Text provided:
++++++
Panasonic Lumix DMC-L10 coverage with Leica 14-50mm f3.8-5.6
14-50mm at 14mm (28mm equivalent)
14-50mm at 50mm (100mm equivalent)
Panasonic has always been a great believer in lens-based stabilisation, so it’s no surprise to find its Optical Image Stabiliser (OIS) technology built-into the new Leica zoom. This is enabled with a switch on the side of the lens, and there’s the choice of three modes selected either from the L10’s main or Function menus. Mode 1 corrects at all times and is preferred for composition, Mode 2 only corrects when the shutter release is pressed thereby allowing greater compensation in theory, while Mode 3 only corrects vertically for use when panning.
Panasonic Lumix DMC-L10 Optical Image Stabilisation off / on (Mode 1)
100% crop, 14-50mm at 50mm, 1/6, 100 ISO, OIS off
100% crop, 14-50mm at 50mm, 1/6, 100 ISO, OIS Mode 1
To test the effectiveness of the Leica zoom’s stabilisation we took a serious of photos zoomed-into an equivalent of 100mm where traditional photographic advice would recommend a shutter speed of 1/100 to eliminate camera shake. Our sequence started at 1/100 and reduced by one stop each time until 1/6, and we tested with each OIS mode.
Interestingly our best results were with OIS Mode 1, where we managed to grab an almost 100% sharp result at just 1/6. To achieve a similar result without stabilisation required a shutter of 1/50, which gives the OIS system a decent three-stop benefit in practice, or four stops over traditional wisdom.
Panasonic Lumix DMC-L10 focusing
Like all Four Thirds cameras to date (with the exception of the new flagship Olympus E-3), the Lumix L10 is equipped with a fairly basic 3-point phase-difference AF system. A small switch to the right of the L10’s viewfinder allows you to select Single or Continuous AF or Manual Focus. The Leica 14-50mm has a smooth manual focusing ring, but it only becomes active on the L10 when the body’s set to MF.
Set the L10 into Live View mode and you can activate a manual focus-assist option which magnifies an adjustable area by eight times for closer inspection – this represents viewing the image at about 70% magnification, so while not quite 1:1, it still allows you to get the focus spot-on in most situations.
++++++
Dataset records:
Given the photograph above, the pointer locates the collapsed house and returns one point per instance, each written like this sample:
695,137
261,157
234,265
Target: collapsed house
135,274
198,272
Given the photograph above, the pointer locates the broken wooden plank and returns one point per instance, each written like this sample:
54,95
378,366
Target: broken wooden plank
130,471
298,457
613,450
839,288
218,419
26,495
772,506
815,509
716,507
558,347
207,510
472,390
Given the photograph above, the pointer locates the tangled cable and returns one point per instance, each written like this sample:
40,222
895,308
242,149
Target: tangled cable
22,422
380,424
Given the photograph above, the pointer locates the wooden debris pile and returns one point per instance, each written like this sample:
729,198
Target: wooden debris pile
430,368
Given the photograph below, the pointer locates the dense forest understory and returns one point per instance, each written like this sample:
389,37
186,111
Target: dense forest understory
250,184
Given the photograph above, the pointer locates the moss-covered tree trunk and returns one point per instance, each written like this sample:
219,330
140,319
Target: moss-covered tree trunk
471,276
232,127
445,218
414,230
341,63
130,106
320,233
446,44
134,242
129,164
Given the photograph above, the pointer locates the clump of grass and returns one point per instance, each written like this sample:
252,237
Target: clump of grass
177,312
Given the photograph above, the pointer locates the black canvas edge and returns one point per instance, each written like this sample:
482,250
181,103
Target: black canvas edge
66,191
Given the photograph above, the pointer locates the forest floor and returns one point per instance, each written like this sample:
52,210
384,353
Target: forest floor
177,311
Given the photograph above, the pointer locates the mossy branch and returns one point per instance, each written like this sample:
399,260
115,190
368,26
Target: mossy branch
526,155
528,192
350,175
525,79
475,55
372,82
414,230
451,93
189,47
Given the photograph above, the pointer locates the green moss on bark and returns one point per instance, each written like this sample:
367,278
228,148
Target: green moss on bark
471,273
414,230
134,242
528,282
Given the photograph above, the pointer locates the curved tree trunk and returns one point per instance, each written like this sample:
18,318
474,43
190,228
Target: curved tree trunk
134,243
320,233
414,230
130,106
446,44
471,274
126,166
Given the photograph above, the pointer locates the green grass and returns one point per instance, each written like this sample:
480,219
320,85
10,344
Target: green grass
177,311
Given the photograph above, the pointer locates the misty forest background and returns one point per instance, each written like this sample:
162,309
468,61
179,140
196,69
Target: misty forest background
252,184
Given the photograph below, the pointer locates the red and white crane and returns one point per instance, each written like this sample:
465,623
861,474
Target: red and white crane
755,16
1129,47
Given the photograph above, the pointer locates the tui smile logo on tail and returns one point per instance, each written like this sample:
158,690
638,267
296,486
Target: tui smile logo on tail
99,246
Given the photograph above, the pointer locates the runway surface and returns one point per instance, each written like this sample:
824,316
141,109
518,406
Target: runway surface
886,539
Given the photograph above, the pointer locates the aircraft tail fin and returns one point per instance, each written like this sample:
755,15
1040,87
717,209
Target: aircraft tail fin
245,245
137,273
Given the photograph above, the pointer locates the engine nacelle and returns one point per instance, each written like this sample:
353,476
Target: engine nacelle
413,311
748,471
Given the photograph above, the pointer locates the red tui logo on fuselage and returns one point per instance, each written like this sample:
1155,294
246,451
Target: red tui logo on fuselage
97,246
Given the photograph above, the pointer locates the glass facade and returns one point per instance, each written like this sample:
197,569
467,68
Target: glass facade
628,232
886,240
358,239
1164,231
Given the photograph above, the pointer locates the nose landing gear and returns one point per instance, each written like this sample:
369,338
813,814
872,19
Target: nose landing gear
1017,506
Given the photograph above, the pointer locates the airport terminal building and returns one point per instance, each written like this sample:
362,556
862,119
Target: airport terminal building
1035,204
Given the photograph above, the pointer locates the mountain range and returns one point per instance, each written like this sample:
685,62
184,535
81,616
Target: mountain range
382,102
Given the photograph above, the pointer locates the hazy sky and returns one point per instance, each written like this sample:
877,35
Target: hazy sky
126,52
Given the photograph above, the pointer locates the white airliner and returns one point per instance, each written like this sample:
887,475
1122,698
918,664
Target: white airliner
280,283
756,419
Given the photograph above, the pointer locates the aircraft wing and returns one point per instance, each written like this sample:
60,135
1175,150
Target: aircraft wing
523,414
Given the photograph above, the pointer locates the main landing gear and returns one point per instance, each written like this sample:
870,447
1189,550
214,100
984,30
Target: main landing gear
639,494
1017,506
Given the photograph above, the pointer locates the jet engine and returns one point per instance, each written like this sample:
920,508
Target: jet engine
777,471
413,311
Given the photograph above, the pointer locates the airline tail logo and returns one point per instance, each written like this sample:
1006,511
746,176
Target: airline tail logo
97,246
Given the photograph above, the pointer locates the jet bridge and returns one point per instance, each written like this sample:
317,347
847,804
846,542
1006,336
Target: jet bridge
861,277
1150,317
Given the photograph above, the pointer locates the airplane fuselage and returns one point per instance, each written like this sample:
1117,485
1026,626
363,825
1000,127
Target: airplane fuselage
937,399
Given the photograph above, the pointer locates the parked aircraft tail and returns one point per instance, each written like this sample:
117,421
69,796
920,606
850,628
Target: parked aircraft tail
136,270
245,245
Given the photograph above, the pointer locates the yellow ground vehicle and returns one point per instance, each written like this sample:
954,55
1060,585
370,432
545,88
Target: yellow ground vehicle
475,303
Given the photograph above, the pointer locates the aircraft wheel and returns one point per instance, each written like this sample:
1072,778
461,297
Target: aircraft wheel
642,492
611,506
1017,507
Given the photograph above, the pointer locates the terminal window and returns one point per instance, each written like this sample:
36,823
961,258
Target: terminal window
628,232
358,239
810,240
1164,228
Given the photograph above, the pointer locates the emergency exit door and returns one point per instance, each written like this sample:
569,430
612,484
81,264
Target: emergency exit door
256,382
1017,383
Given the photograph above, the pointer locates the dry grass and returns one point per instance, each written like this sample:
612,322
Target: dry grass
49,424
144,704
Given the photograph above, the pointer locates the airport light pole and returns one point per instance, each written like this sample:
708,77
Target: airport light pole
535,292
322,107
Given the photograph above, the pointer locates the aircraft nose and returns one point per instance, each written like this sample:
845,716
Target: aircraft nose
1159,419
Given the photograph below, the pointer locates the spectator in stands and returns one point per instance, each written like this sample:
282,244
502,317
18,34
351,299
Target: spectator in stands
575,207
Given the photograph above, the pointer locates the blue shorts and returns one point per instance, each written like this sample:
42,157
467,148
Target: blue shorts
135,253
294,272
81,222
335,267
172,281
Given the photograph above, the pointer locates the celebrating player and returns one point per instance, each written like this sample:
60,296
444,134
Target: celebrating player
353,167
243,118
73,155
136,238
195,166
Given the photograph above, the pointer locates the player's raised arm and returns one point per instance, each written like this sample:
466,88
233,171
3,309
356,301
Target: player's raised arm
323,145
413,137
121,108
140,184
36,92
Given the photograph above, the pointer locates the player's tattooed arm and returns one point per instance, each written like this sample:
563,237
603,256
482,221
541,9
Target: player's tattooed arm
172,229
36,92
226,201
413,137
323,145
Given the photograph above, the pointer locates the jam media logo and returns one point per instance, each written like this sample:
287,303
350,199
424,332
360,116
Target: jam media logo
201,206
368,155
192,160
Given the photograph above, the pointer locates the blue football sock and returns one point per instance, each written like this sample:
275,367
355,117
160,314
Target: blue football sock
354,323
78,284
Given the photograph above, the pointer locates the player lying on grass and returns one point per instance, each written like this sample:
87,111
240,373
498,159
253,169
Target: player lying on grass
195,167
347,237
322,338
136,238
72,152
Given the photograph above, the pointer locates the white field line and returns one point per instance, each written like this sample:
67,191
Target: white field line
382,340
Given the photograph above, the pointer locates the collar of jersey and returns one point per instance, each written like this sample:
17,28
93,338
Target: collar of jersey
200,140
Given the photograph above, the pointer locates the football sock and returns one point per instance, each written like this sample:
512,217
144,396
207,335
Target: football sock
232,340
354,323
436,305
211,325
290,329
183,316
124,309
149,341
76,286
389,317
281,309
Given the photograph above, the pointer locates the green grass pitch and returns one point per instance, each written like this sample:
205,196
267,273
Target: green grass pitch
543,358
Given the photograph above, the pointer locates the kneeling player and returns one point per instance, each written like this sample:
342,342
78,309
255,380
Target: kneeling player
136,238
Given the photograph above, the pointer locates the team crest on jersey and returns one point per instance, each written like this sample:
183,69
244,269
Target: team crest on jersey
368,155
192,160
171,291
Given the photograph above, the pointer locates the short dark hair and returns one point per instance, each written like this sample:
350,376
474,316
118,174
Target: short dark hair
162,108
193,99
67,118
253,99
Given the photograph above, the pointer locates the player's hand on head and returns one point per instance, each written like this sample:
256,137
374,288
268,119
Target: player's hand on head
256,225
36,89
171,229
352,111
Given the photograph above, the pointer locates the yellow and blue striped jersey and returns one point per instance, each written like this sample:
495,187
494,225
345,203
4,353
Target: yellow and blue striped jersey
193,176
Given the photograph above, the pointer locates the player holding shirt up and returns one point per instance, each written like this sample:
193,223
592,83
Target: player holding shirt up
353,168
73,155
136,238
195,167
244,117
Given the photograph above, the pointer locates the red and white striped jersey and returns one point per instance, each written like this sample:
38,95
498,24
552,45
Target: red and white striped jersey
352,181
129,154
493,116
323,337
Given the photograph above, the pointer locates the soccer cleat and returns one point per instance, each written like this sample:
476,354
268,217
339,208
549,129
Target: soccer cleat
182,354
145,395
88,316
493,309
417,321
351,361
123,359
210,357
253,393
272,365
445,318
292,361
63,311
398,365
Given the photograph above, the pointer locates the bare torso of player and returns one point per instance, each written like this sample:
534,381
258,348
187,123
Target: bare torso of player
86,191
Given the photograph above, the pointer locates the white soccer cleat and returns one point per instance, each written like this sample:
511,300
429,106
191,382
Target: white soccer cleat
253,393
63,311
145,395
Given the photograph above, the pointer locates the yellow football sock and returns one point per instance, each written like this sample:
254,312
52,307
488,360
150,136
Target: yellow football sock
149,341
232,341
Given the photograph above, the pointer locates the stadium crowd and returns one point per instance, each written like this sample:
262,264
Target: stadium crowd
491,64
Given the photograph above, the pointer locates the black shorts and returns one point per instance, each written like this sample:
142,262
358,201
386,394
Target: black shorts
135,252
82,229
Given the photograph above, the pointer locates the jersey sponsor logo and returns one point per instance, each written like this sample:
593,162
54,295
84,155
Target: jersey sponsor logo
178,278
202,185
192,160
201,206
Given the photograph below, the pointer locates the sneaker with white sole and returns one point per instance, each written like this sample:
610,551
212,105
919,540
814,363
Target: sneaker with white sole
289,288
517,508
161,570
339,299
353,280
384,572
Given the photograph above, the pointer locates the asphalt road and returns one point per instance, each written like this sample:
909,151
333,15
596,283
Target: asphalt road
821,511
++++++
Objective A: According to the Lumix L10 review, what does OIS Mode 3 correct, and when is it meant to be used?
Objective B: Please write the next part of the Lumix L10 review, picking up after its final sentence.

Exercise result A: Mode 3 corrects only vertical movement and is meant for panning.

Exercise result B:
Unlike most DSLRs with Live View, the L10 also supports contrast-based AF – so long as it’s equipped with a compatible lens like the new Leica zoom. We’ve detailed this on the previous page, but just briefly it offers AF options similar to a compact with a 9-point system and even face detection. See our Lumix L10 Design page for more details.
Set to Continuous AF mode with the kit lens zoomed-in, we found the L10 could track on-coming vehicles approaching at speeds of around 40kph over a 100m stretch with a good degree of accuracy. All the images in continuous sequences lasting between five and ten seconds were either completely sharp or very close.
Panasonic Lumix DMC-L10 anti-dust
Like all Four Thirds cameras to date, the Lumix L10 is equipped with a SuperSonic Wave Filter, SSWF, to combat dust. This attempts to shake-free any particles every time the camera powers up, although it’s still ready for action in about a second.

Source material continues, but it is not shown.